== TASK DESCRIPTION ==
Report every line below that has the string "navy" in it.
Segment Start: SOURCE INFORMATION
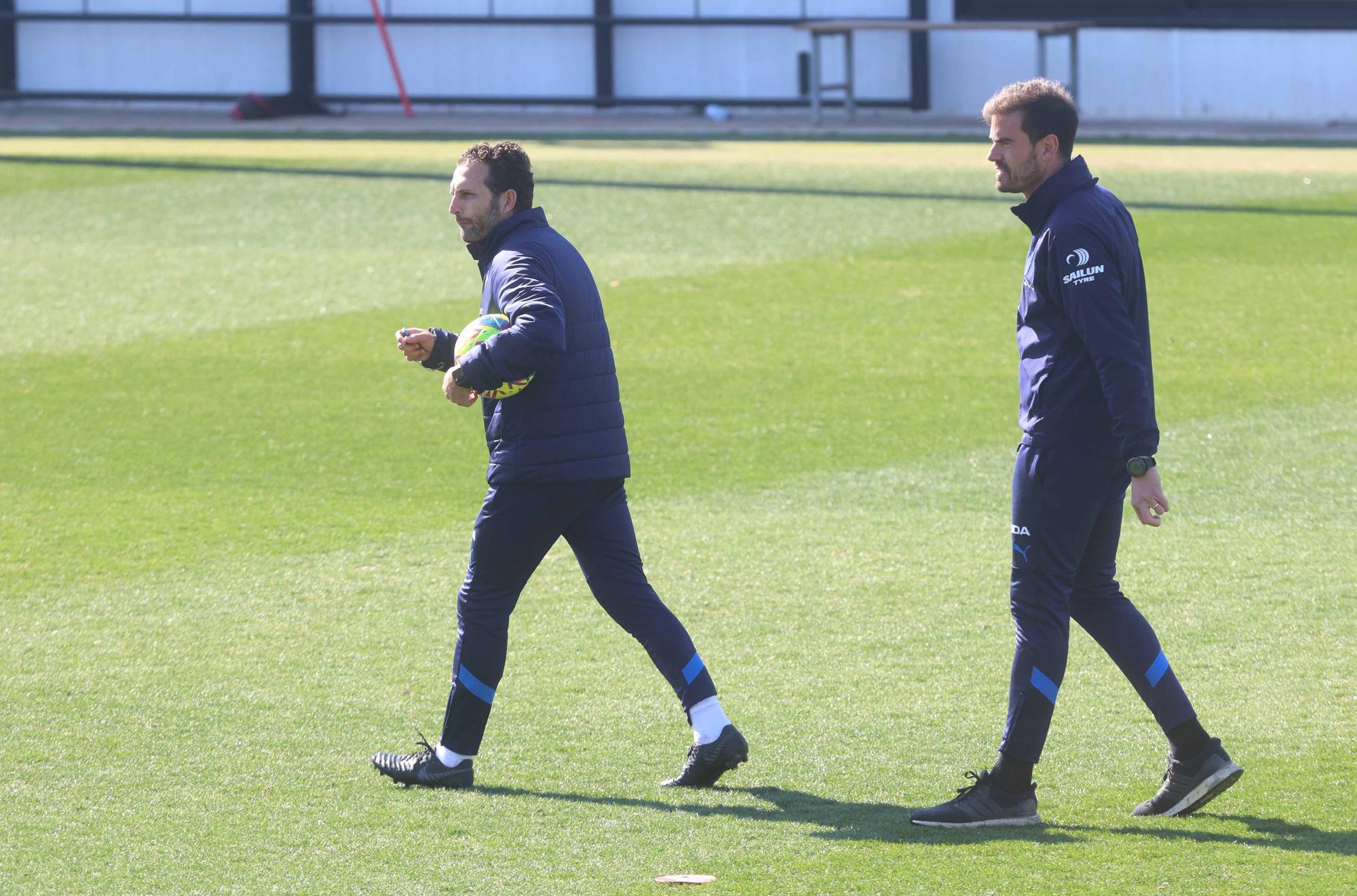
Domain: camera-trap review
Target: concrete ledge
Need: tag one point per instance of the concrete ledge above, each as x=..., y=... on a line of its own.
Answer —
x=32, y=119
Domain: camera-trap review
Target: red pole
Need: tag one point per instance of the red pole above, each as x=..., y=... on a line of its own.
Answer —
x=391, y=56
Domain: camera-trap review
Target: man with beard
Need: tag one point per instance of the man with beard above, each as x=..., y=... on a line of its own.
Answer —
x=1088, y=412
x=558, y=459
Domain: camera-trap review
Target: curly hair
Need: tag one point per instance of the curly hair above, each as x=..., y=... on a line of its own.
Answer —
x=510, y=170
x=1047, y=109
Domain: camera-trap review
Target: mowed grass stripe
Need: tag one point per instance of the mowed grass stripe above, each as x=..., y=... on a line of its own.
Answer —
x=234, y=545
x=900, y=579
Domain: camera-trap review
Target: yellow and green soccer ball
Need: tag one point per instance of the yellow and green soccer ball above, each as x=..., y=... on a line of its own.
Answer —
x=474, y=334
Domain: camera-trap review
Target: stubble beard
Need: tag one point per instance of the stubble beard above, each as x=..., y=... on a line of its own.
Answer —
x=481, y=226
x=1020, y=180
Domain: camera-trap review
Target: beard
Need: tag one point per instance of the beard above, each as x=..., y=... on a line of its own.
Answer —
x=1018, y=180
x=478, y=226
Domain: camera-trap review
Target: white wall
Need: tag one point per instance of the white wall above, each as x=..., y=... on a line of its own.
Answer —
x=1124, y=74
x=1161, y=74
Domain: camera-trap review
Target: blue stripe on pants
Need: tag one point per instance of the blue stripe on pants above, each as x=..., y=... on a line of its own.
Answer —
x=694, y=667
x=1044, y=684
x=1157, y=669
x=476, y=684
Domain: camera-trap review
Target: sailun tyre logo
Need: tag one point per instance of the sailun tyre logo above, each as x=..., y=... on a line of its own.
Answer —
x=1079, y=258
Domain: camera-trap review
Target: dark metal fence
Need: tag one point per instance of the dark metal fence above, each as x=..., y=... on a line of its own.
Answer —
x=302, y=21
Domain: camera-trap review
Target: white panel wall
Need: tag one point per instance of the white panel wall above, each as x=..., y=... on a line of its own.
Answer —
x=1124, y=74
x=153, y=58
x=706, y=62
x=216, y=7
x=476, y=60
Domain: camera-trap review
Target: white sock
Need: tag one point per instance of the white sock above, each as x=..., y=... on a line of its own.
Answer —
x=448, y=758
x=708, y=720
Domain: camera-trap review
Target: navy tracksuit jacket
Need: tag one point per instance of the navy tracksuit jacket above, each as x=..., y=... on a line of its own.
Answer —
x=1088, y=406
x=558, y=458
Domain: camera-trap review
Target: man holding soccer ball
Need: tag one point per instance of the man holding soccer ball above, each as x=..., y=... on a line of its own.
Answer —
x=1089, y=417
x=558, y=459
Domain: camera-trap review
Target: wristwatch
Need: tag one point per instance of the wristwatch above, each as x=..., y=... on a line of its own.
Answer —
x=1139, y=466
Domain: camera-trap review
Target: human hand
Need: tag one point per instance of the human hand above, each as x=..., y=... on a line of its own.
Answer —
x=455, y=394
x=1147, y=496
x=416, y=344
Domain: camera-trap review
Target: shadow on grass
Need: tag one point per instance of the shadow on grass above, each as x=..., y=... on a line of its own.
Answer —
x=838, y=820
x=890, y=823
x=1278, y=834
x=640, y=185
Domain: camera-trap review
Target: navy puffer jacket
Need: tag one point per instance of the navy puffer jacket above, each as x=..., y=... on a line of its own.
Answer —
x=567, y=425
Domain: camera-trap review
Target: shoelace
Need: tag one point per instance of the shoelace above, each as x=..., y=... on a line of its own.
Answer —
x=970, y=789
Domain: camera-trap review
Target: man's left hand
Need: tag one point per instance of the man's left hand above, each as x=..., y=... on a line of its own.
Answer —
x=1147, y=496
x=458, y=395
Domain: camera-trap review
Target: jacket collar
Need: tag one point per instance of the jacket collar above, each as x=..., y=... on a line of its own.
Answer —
Segment End: SOURCE INFORMATION
== EXPECTED ANSWER ==
Target: navy tracksuit jacket
Need: tag one point per instance of the navy tracksuit jacket above, each as x=..., y=... on a line of its own.
Target: navy puffer jacket
Need: tag one point per instance of the navy puffer jacket above, each as x=..., y=... on a line of its own.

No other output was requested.